(A run of data)

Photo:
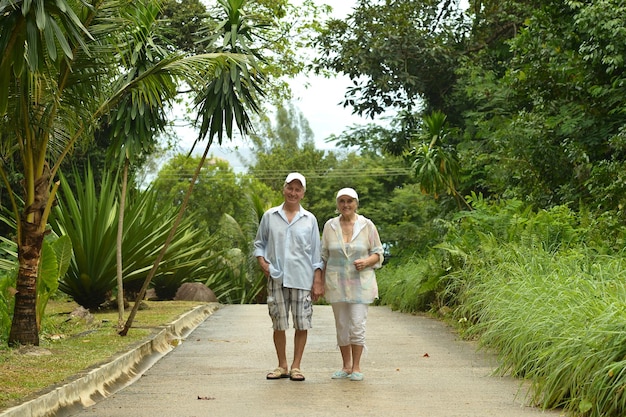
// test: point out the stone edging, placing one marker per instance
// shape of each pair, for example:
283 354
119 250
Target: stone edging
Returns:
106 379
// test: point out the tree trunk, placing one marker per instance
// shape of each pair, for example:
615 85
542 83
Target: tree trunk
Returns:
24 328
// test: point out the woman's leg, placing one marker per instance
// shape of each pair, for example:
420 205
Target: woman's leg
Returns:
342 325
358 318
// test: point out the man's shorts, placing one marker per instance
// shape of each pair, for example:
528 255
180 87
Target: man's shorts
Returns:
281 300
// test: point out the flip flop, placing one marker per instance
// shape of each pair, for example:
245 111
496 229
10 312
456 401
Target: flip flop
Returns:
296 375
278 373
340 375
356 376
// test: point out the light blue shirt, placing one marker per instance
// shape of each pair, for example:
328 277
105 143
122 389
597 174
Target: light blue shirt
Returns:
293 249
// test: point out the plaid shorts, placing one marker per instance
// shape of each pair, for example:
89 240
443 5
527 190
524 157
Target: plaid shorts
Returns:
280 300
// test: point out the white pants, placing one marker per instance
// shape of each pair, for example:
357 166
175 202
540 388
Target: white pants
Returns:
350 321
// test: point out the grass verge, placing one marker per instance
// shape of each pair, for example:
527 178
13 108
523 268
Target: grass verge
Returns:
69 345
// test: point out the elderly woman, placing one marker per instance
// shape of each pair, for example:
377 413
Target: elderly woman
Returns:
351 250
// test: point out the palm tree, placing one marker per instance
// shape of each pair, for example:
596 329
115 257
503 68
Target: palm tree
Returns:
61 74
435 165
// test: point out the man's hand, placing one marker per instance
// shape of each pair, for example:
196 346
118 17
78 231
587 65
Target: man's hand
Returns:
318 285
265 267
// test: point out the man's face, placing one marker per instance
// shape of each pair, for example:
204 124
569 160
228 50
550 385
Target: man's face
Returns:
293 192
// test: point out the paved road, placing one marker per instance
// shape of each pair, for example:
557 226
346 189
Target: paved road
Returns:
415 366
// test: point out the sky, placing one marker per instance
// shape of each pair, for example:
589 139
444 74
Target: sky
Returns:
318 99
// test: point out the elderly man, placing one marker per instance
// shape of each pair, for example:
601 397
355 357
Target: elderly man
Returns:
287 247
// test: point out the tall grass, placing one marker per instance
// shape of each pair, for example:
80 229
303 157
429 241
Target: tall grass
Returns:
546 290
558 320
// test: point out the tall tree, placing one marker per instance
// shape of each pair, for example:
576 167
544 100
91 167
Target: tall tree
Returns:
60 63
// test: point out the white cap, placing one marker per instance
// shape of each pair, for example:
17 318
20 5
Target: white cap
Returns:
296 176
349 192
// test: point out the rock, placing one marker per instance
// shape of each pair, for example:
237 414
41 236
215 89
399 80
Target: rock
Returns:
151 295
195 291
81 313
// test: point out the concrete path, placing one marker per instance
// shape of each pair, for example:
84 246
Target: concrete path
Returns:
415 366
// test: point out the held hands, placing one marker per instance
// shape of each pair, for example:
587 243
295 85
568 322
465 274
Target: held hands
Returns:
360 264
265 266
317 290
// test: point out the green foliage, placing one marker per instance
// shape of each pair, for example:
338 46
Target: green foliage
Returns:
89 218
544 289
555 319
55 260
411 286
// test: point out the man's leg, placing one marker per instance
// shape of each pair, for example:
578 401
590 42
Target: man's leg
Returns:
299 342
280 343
==
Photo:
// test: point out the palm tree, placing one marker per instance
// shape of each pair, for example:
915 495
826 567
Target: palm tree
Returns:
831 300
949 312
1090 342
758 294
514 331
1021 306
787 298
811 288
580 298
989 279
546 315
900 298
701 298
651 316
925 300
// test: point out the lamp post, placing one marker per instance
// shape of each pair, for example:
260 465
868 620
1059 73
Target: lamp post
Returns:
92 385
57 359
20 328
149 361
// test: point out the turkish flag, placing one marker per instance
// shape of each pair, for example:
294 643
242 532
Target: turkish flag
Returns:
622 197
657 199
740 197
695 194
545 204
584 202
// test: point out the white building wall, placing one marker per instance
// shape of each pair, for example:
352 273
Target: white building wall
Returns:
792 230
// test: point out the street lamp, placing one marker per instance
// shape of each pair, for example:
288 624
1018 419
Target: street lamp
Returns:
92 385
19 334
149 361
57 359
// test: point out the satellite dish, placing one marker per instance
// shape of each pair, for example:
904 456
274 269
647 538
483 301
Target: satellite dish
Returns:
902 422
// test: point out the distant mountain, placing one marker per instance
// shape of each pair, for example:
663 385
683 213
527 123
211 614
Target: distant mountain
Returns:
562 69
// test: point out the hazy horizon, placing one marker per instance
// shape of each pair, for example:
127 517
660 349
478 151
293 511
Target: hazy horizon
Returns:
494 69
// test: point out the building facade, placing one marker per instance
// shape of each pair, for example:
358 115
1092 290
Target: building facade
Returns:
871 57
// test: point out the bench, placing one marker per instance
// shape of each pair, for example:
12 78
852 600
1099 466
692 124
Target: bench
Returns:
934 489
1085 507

> **Set task**:
Pick out every line in the data above that contains the word "green", and copy each of those lines in full.

> **Answer for the task**:
// test: point out the green foliage, placing one marker per instance
Target: green foliage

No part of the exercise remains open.